▶ TASK OBJECTIVE:
Display, in full, each line of the records below that contains the word "wall".
--- Start of WORKING DATA ---
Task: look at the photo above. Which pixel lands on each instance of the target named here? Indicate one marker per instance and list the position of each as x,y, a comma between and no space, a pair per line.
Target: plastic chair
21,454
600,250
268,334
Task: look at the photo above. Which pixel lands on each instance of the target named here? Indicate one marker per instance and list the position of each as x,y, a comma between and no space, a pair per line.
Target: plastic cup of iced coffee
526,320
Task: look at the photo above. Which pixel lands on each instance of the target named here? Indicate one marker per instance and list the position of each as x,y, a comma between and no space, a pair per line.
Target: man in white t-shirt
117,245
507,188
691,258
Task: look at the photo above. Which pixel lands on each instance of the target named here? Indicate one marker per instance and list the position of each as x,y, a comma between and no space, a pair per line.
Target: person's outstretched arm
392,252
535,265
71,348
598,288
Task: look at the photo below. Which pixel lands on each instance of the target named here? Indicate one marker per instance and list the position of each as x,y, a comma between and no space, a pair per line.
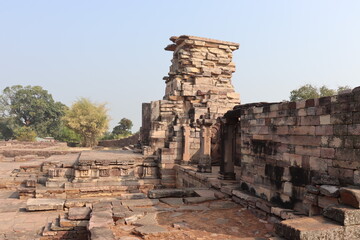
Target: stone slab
192,208
192,200
76,224
148,219
126,196
350,196
144,209
310,228
132,217
329,190
140,202
79,213
223,205
172,201
150,229
44,204
101,233
344,215
205,193
163,193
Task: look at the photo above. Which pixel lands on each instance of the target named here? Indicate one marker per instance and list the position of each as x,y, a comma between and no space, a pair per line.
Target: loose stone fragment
43,204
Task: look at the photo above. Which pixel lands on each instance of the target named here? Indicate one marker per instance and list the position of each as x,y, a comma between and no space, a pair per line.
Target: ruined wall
198,90
132,140
294,153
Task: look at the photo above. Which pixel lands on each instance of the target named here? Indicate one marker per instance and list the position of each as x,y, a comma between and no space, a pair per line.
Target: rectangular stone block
44,204
302,130
344,215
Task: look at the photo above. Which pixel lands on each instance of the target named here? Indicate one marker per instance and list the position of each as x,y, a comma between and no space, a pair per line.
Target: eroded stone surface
150,229
172,201
43,204
140,202
79,213
343,214
350,196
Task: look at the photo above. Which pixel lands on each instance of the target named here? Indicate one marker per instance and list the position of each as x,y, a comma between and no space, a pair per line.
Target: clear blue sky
112,51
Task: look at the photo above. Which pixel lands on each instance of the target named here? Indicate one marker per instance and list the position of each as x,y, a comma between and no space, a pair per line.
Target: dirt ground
225,224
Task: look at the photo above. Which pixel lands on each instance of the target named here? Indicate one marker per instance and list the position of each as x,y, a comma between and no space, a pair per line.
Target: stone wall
198,91
132,140
297,154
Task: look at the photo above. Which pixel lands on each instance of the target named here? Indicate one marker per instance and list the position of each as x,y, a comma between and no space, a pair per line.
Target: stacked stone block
291,153
198,87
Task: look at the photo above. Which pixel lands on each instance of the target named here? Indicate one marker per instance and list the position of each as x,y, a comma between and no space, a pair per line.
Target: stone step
140,202
79,213
44,204
342,214
310,228
73,224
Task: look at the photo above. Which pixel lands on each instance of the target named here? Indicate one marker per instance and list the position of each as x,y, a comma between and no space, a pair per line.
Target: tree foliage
31,106
87,119
25,133
123,128
309,91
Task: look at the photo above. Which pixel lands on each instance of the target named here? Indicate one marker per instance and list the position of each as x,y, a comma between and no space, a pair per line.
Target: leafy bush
25,134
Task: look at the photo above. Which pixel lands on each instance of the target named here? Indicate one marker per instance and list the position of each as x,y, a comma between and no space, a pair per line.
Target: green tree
7,128
87,119
68,135
123,128
32,106
309,91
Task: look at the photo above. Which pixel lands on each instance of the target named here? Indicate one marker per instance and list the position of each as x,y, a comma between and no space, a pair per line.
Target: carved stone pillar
186,145
204,164
228,150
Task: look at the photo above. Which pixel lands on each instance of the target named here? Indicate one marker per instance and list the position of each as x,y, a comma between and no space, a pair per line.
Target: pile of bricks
198,88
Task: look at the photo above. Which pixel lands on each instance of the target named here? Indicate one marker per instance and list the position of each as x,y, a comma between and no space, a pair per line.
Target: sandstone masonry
198,90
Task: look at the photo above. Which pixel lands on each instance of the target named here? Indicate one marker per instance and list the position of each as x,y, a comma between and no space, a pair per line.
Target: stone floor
221,219
16,223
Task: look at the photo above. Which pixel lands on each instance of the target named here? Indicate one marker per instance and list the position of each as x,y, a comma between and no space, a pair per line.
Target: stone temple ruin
208,167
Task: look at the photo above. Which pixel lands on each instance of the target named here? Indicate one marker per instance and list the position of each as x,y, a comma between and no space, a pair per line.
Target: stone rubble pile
198,91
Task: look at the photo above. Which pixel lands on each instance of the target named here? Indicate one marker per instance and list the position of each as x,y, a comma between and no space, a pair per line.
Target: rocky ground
220,219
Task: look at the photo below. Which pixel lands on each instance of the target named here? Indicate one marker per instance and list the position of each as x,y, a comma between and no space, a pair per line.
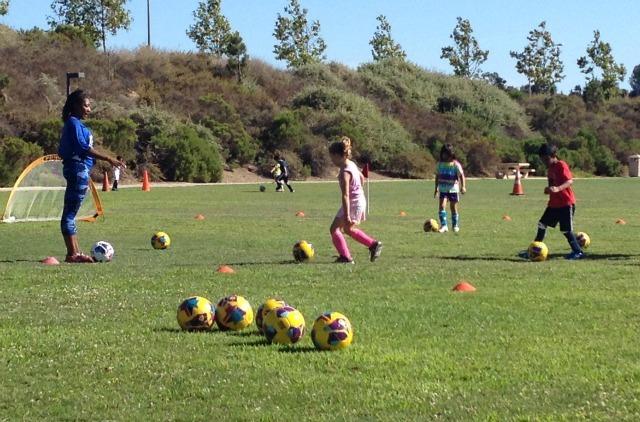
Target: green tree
383,45
211,28
600,56
540,61
299,43
635,81
236,52
466,56
96,18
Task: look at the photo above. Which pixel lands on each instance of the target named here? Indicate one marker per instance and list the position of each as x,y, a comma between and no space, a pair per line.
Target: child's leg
338,239
360,237
455,217
442,210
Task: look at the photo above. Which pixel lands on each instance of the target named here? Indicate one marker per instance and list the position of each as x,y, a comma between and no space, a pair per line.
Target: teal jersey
448,175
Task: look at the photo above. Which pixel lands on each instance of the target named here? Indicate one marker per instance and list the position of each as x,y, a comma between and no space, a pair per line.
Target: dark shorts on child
451,196
564,216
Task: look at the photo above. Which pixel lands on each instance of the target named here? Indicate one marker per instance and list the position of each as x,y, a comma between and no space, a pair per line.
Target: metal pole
148,24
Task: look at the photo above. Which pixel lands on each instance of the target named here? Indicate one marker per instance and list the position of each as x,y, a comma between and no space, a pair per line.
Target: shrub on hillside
15,156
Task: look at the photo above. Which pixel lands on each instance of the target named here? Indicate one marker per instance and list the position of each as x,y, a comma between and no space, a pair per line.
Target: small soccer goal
38,194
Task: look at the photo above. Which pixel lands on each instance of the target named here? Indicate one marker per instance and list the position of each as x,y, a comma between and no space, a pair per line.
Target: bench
504,170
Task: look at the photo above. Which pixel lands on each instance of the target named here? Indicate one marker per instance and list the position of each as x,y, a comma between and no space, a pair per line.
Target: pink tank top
355,185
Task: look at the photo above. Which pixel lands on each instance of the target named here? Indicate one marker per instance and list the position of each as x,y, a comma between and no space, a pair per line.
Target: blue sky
421,27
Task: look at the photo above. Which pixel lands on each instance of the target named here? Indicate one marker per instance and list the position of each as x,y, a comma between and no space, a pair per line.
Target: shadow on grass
299,349
262,342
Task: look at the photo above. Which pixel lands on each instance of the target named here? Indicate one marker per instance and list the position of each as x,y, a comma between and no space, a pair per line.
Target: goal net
38,194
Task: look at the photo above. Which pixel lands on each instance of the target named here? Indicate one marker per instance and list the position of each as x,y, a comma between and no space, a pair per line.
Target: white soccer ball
102,251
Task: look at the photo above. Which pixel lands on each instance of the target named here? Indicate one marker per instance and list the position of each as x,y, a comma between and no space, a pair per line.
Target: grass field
553,340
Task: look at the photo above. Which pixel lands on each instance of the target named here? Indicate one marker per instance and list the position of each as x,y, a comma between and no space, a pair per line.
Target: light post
72,75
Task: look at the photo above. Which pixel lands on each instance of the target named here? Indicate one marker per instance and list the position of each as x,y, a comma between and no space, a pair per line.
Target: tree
466,56
540,61
384,46
635,82
236,52
211,28
95,17
298,42
600,56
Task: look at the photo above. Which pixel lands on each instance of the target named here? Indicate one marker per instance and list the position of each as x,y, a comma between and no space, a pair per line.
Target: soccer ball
102,251
431,225
284,325
332,331
160,240
583,239
234,313
538,251
303,251
196,314
264,309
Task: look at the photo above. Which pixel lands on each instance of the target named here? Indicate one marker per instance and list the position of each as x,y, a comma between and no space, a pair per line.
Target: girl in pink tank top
354,204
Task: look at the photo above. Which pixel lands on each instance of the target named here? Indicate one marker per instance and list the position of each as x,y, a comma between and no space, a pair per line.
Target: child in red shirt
562,202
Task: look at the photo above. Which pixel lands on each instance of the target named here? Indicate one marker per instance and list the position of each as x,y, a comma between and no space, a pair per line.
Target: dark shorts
564,216
451,196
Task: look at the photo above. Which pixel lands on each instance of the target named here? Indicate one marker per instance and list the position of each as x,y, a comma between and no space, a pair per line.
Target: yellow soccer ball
264,309
538,251
233,313
284,325
303,251
196,314
332,331
583,240
431,225
160,240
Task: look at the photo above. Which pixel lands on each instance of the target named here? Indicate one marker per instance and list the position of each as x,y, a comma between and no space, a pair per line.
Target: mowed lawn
553,340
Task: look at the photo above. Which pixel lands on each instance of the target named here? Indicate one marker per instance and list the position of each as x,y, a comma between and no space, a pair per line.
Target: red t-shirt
558,174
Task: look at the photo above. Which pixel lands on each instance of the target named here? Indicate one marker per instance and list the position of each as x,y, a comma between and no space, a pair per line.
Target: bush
15,156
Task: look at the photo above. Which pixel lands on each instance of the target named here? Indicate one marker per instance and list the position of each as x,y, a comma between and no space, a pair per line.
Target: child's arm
345,178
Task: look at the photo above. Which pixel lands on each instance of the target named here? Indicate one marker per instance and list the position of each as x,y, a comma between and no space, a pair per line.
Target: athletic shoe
573,256
344,260
375,250
79,258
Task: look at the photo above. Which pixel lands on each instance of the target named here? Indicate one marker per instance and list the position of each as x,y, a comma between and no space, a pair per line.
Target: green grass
553,340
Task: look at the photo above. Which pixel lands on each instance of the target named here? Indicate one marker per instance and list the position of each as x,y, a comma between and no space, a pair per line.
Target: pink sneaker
79,258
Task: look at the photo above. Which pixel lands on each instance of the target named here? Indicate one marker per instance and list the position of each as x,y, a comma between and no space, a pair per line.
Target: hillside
186,118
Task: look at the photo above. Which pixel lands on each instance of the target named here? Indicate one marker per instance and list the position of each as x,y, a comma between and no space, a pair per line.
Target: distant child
562,203
281,173
353,207
450,183
116,174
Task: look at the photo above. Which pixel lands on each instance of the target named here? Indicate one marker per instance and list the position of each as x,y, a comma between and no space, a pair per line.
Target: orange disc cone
50,260
225,269
146,186
106,186
517,184
463,286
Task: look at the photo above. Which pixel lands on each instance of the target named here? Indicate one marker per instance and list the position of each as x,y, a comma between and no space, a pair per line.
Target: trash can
634,165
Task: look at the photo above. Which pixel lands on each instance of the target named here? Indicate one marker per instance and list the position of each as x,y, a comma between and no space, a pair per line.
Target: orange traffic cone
146,186
106,187
517,184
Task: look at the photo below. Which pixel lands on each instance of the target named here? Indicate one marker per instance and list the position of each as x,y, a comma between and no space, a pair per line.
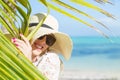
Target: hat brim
63,44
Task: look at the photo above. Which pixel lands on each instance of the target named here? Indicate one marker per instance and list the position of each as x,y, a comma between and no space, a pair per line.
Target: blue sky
75,28
96,62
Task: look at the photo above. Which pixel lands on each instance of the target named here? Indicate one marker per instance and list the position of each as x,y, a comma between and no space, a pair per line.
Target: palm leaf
14,65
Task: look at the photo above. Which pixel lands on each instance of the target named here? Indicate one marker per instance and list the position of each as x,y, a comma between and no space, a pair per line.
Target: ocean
93,55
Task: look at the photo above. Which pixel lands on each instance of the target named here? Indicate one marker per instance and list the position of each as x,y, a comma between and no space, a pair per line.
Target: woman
44,47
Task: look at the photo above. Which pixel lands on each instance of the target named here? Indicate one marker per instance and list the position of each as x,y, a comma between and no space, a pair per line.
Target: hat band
43,25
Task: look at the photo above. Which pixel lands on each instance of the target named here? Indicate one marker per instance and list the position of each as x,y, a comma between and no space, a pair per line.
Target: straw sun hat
63,44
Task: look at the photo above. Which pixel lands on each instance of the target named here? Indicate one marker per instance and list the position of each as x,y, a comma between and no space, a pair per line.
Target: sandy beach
74,74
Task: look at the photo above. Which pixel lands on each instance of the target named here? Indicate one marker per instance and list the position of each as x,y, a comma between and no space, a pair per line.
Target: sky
75,28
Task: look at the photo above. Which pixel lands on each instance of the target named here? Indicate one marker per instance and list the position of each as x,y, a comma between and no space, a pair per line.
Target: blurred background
94,57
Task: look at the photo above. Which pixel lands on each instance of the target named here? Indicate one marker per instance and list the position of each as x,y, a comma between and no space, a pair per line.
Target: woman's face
39,46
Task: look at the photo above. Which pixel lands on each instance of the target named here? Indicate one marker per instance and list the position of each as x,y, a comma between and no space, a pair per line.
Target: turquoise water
95,53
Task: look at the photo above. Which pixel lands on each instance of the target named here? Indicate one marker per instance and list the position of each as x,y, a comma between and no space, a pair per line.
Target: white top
49,65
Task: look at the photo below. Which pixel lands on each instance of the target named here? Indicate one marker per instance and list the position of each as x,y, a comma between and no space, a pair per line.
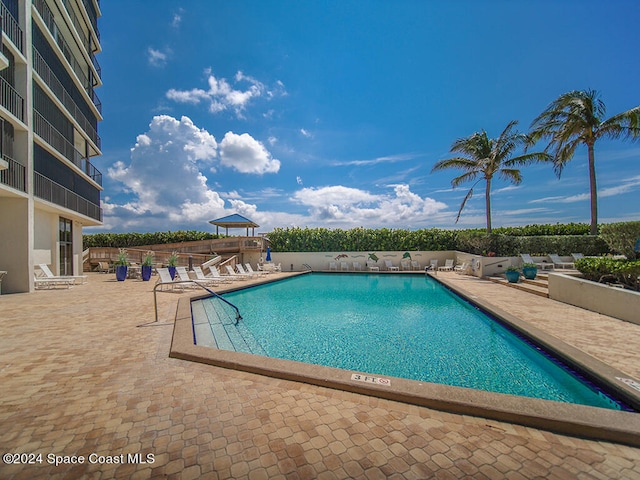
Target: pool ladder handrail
155,300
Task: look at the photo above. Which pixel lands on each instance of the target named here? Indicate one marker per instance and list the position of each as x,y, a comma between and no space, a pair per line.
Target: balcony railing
84,38
53,137
45,72
14,176
11,28
11,100
53,192
76,66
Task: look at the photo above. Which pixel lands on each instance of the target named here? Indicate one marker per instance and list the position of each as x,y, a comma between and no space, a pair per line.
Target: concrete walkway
81,377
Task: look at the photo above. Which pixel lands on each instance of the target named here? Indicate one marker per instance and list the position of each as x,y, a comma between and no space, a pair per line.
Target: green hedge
474,241
565,239
622,238
123,240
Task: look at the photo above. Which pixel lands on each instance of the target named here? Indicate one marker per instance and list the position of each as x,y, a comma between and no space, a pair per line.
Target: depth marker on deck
369,379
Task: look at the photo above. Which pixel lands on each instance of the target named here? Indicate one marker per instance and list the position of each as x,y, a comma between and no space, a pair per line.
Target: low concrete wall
611,301
296,261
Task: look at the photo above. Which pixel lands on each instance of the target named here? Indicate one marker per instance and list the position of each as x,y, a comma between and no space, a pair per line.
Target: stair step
541,291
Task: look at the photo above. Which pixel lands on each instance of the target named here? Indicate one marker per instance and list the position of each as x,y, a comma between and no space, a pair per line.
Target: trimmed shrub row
124,240
472,241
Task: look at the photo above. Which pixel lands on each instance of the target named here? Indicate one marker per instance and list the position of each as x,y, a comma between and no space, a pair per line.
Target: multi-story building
49,114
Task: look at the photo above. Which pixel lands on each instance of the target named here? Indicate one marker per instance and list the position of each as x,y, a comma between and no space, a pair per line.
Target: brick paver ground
79,376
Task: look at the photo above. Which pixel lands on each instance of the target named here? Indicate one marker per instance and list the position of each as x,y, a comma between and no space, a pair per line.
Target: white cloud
164,178
348,206
627,185
157,58
246,155
221,95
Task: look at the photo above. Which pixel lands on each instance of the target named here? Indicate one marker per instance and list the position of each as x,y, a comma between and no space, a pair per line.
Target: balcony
14,176
11,100
11,28
53,137
45,72
53,192
77,67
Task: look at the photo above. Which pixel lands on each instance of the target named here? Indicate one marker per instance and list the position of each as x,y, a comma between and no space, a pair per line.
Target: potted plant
122,264
172,263
529,270
512,274
147,266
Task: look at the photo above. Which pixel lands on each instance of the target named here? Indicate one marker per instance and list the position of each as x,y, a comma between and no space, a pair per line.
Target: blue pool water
391,325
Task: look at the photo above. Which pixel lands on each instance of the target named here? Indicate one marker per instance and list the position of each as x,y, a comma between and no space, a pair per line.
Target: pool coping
570,419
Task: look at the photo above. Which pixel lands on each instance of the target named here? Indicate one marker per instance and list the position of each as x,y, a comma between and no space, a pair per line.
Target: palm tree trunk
487,202
593,189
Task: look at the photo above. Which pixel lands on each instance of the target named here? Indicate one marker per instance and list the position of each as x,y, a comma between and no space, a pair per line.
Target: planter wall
121,273
611,301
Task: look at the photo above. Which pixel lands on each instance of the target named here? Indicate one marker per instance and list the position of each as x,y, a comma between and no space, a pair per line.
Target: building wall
49,105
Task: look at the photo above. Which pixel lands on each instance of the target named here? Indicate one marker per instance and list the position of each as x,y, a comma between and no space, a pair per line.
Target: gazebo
234,221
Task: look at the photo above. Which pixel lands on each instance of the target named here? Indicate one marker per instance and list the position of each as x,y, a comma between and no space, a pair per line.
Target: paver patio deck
80,376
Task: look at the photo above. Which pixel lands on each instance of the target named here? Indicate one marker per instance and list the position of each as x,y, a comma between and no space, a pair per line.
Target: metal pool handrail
155,300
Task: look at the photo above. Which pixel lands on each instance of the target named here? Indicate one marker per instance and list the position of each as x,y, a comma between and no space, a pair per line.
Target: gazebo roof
234,221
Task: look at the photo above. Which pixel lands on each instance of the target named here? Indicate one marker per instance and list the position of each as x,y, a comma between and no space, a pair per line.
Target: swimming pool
405,326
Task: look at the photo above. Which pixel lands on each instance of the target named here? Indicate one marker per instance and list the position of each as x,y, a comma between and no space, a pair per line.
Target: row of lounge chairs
405,265
215,278
46,279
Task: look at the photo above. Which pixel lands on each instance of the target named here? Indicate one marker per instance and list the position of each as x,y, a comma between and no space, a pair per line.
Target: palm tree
576,118
485,157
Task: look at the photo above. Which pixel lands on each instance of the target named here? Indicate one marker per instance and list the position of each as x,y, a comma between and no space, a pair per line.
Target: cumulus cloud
222,95
246,155
352,206
164,178
157,58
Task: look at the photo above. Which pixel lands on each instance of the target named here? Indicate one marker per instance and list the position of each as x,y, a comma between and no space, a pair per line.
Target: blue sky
332,113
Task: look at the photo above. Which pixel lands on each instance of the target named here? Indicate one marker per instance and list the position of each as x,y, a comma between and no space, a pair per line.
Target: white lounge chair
526,258
390,266
164,279
215,274
46,282
448,265
48,274
241,271
559,263
201,277
251,271
233,274
462,269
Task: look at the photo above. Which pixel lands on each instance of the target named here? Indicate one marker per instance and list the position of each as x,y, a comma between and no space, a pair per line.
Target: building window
--- End of WORKING DATA ---
▶ CORRECT OUTPUT:
Target: ruined wall
Target: stone wall
Target: low concrete wall
Target: planter wall
Target: building wall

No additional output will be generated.